Edit the lines from the start of the material up to and including the line with "box: [955, 327, 1193, 517]" so that "approximate" becomes "loose", and give those lines back with nothing else changed.

== DATA SHOWN ==

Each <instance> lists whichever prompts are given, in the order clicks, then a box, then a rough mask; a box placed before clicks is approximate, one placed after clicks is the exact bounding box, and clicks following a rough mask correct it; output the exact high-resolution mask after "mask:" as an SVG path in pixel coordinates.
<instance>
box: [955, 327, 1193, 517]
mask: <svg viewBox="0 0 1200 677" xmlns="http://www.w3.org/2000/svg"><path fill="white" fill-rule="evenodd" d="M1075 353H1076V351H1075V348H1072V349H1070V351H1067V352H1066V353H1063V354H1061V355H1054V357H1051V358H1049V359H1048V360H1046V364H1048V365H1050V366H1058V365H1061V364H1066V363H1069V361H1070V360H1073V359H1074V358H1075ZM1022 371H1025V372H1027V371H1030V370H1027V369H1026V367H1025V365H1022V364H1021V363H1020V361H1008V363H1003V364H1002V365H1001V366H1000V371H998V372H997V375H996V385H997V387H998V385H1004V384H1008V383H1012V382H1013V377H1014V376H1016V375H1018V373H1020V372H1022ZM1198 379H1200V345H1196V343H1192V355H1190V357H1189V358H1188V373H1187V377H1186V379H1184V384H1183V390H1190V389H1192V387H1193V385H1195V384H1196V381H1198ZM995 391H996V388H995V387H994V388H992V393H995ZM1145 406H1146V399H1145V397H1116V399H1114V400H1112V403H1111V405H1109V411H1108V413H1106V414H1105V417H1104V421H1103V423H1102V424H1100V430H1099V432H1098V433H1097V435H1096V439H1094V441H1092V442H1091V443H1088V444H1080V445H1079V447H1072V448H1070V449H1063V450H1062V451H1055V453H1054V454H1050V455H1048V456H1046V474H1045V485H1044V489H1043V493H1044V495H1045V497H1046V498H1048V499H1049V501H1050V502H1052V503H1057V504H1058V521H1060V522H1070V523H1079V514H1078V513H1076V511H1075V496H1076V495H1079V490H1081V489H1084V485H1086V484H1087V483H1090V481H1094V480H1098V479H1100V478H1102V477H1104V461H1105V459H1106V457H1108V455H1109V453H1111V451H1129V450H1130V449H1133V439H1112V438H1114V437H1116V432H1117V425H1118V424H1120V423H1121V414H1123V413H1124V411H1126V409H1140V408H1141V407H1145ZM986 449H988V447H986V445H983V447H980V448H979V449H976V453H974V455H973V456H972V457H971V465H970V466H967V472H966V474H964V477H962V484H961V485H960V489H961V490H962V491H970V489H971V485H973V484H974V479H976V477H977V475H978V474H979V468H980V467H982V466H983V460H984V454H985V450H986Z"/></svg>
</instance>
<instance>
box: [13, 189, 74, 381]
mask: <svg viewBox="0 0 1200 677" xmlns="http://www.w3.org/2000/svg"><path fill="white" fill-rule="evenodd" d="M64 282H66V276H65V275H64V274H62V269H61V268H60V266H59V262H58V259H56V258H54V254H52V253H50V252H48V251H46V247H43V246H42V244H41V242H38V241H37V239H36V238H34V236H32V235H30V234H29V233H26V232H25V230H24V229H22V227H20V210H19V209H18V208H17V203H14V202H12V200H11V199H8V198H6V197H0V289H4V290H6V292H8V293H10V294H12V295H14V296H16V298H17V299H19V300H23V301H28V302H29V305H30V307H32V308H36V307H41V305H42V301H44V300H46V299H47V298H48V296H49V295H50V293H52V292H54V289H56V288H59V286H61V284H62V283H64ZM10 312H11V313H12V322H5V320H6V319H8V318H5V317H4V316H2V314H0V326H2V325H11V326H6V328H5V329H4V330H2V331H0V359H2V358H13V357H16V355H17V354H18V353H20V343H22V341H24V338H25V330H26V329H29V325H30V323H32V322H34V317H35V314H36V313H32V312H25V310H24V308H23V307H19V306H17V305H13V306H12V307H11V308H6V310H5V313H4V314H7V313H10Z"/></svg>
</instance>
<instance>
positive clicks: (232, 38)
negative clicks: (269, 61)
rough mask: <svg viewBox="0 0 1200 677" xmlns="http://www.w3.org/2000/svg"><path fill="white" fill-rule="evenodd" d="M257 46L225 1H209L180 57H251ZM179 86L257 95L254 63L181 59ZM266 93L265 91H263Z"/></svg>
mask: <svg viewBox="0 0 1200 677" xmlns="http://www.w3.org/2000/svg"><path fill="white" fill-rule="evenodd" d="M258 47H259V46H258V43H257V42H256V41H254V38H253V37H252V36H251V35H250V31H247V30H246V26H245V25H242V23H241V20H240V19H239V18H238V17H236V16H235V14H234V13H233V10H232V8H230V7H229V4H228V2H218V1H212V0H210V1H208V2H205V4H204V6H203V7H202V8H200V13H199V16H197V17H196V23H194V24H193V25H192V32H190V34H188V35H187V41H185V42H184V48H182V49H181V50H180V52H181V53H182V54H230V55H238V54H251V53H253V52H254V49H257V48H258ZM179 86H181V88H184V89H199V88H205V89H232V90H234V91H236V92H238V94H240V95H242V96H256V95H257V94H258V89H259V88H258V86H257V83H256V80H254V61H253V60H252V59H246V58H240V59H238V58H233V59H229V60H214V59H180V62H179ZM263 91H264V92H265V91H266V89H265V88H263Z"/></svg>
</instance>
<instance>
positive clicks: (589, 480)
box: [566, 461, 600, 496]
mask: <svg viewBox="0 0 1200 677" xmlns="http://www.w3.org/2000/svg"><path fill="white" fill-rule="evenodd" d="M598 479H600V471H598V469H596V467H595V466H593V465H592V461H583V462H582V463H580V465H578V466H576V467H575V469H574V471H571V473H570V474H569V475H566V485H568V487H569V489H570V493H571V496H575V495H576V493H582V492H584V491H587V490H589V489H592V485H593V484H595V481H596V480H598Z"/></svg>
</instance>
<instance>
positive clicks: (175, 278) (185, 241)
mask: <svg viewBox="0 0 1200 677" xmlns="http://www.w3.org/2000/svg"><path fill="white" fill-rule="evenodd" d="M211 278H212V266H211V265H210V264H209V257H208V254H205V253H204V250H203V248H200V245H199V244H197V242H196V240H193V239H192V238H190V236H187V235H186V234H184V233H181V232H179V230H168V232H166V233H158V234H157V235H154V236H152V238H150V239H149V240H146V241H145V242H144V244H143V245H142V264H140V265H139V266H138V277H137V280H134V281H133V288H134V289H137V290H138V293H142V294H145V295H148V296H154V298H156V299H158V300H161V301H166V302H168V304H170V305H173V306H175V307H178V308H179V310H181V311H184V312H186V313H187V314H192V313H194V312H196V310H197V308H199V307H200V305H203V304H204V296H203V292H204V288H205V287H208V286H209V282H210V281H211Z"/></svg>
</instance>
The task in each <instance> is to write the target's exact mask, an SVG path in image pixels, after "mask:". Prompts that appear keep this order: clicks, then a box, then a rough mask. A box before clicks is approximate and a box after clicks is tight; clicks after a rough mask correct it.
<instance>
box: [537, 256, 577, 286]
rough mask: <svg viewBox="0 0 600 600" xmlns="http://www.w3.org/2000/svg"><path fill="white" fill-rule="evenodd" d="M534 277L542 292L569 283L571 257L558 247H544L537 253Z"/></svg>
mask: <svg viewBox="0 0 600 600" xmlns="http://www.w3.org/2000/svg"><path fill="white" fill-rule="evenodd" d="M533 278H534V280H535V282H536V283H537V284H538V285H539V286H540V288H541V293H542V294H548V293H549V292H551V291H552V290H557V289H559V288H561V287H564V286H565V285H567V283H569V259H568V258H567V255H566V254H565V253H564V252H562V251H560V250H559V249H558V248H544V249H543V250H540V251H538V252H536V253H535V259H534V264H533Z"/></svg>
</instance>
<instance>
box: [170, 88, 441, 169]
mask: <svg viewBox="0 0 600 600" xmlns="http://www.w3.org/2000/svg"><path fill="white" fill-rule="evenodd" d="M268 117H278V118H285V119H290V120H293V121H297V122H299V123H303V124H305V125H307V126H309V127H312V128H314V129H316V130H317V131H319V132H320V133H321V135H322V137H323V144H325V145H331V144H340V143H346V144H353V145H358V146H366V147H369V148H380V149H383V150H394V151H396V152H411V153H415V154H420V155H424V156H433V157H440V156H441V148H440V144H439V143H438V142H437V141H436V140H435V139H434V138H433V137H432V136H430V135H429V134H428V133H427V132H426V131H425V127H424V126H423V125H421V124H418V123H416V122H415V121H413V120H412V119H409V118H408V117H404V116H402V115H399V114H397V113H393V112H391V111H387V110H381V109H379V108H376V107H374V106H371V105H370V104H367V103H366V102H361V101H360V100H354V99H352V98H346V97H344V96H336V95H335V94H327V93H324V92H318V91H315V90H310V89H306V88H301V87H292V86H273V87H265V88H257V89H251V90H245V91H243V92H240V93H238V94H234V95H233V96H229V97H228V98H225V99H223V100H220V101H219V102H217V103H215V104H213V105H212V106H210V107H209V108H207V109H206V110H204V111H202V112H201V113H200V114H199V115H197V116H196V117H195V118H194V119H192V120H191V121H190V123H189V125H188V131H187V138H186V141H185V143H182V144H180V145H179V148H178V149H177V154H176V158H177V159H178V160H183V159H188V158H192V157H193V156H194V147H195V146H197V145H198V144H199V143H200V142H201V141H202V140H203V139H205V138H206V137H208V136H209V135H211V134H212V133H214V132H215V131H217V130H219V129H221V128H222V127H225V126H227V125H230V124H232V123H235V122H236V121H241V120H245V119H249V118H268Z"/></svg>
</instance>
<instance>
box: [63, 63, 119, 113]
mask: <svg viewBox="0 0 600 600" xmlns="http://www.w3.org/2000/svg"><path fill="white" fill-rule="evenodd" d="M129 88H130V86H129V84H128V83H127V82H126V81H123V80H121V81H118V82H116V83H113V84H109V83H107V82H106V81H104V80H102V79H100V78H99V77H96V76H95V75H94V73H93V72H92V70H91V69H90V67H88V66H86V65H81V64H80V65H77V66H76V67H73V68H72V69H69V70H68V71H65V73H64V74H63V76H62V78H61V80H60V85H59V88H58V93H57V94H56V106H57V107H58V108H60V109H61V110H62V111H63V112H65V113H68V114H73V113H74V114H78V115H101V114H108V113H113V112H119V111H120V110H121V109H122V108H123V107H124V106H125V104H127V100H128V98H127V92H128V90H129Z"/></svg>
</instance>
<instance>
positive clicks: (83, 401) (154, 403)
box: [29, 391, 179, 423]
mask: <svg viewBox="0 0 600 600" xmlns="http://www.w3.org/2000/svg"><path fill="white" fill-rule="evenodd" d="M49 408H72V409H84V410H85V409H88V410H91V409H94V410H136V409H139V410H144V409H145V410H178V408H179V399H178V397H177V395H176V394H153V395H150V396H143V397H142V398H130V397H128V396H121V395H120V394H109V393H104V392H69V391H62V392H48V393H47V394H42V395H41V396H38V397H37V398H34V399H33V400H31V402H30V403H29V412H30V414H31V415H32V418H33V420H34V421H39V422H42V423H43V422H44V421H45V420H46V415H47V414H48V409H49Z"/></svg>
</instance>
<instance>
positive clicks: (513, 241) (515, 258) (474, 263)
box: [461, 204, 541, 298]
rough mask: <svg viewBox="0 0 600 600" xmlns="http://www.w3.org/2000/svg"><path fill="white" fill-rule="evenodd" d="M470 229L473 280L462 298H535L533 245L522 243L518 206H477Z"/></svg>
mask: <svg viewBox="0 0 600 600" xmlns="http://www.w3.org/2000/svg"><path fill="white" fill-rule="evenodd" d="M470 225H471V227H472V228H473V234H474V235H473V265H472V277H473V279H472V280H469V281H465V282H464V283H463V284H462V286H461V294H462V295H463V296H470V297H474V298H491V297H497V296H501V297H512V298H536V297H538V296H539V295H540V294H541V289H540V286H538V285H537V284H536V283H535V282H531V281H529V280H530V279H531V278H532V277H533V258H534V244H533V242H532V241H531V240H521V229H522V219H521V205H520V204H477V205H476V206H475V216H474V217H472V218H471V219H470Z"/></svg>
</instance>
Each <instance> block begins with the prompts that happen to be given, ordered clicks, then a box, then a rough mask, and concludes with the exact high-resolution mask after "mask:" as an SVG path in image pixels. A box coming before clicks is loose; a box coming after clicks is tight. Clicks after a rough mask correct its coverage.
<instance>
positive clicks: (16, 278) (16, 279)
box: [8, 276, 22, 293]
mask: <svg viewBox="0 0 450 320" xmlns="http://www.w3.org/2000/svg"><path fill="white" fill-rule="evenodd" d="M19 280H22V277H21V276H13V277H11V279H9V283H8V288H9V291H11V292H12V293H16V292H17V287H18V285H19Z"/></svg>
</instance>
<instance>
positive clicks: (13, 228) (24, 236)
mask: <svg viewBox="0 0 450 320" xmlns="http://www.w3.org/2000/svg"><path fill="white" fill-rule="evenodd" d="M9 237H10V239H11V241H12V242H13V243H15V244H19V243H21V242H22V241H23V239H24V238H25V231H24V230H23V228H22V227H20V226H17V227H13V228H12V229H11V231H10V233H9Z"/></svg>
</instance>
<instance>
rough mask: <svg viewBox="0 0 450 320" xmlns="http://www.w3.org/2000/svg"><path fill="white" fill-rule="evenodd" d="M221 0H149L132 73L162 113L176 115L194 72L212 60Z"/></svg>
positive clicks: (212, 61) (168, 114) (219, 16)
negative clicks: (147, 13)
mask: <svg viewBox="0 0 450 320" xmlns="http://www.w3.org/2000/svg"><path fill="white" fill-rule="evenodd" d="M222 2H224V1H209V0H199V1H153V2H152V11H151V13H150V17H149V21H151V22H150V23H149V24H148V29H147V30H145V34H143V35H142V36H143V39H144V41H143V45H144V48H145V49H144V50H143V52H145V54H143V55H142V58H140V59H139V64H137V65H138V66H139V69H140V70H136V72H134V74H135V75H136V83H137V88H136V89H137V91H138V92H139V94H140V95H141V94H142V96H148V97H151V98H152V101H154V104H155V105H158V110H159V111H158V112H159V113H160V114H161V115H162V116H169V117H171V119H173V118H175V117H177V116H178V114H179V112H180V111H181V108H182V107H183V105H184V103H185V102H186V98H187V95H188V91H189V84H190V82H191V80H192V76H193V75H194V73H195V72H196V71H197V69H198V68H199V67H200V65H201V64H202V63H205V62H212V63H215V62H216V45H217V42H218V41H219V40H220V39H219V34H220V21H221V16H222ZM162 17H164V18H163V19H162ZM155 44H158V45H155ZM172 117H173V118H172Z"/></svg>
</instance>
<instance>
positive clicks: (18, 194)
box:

===

◆ **EXERCISE RESULT**:
Each <instance> lists whichever prompts are given, in the order clicks, then a box, then a rough mask; a box placed before clicks is loose, one placed after clicks is the exact bounding box, and clicks following a rough mask correct it; output the exact high-resolution mask after "mask:" as an SVG path in pixel coordinates.
<instance>
box: [955, 327, 1193, 517]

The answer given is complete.